### Recorded data
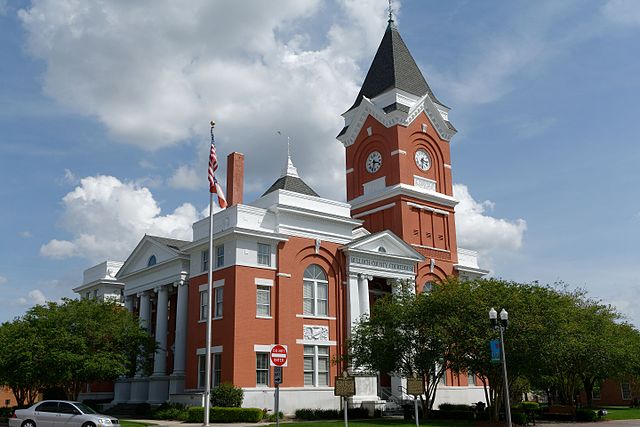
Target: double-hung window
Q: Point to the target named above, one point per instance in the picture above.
(216, 369)
(316, 366)
(264, 254)
(205, 260)
(263, 301)
(315, 291)
(203, 305)
(262, 369)
(218, 293)
(219, 256)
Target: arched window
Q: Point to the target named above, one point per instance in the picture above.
(315, 292)
(428, 286)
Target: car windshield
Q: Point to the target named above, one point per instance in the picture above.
(84, 408)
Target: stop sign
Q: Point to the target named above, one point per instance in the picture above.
(278, 355)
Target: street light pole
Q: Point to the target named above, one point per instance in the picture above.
(501, 326)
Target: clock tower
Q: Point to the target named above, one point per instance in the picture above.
(398, 159)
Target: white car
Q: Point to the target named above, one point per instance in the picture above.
(60, 413)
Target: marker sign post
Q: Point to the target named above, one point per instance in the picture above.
(278, 359)
(345, 386)
(415, 387)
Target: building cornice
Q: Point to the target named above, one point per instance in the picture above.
(403, 190)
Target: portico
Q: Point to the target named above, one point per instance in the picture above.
(370, 258)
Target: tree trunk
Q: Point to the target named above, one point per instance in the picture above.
(588, 389)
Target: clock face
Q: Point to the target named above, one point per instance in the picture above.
(423, 161)
(374, 161)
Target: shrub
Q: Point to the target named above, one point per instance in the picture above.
(454, 407)
(586, 415)
(224, 415)
(329, 414)
(450, 414)
(519, 418)
(530, 406)
(272, 417)
(226, 395)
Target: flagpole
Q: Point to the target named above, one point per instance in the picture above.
(207, 387)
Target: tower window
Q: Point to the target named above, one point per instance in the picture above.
(315, 291)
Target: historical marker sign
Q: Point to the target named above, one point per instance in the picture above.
(278, 355)
(415, 386)
(345, 386)
(277, 375)
(496, 351)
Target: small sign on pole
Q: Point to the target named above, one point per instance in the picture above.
(345, 386)
(496, 354)
(278, 355)
(277, 375)
(415, 387)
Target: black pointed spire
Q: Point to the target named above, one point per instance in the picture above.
(393, 67)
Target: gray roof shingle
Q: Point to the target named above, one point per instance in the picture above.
(291, 183)
(393, 67)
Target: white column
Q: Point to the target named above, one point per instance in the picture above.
(162, 313)
(145, 310)
(353, 301)
(363, 293)
(180, 342)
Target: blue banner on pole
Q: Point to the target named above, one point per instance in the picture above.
(496, 354)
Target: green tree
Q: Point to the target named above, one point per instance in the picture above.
(22, 359)
(400, 338)
(78, 342)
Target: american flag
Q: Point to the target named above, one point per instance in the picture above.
(214, 186)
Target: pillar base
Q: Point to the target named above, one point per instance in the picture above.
(139, 389)
(176, 383)
(121, 391)
(158, 389)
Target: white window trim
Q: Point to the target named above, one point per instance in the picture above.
(263, 386)
(203, 288)
(316, 365)
(262, 316)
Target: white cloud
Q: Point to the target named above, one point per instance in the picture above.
(36, 297)
(625, 12)
(478, 231)
(187, 178)
(107, 218)
(155, 73)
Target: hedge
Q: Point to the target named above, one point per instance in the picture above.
(586, 415)
(330, 414)
(225, 415)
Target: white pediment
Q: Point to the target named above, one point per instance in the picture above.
(384, 243)
(141, 255)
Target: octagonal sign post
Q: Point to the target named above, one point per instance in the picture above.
(278, 355)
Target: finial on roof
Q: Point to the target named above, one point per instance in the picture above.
(289, 169)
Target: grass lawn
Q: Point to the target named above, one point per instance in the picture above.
(622, 413)
(125, 423)
(385, 422)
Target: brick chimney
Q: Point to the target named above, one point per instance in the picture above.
(235, 178)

### Aim
Go back to the data above and please quote exactly, and only, the lines from the line with "Target: white window trim" through its last line.

### Written answer
Target: white window trim
Q: Point to the target named above, one point per instance in the picture above.
(263, 386)
(203, 288)
(316, 365)
(262, 316)
Target: white cloud
Q: Point to the target named above, one point per instance in the picture above.
(36, 297)
(625, 12)
(478, 231)
(187, 178)
(107, 218)
(155, 73)
Target: hedge
Q: Point to the target named above, one point per instance in the picture above.
(586, 415)
(330, 414)
(225, 415)
Target: white pediment
Q: Point to the target named above, one point per instance in the picture above.
(384, 243)
(141, 255)
Target: octagonal sign post
Q: Point to the target named above, one point per instance in the picture above.
(278, 355)
Target: finial on roof
Q: Point to the target named above, one point per instance in the picture above.
(289, 169)
Target: grass lawn
Q: Point to the target named above, one point per instance in the picture above.
(622, 413)
(125, 423)
(385, 422)
Target: brick chimney
Q: Point to the target named above, one point per instance in the picture above.
(235, 178)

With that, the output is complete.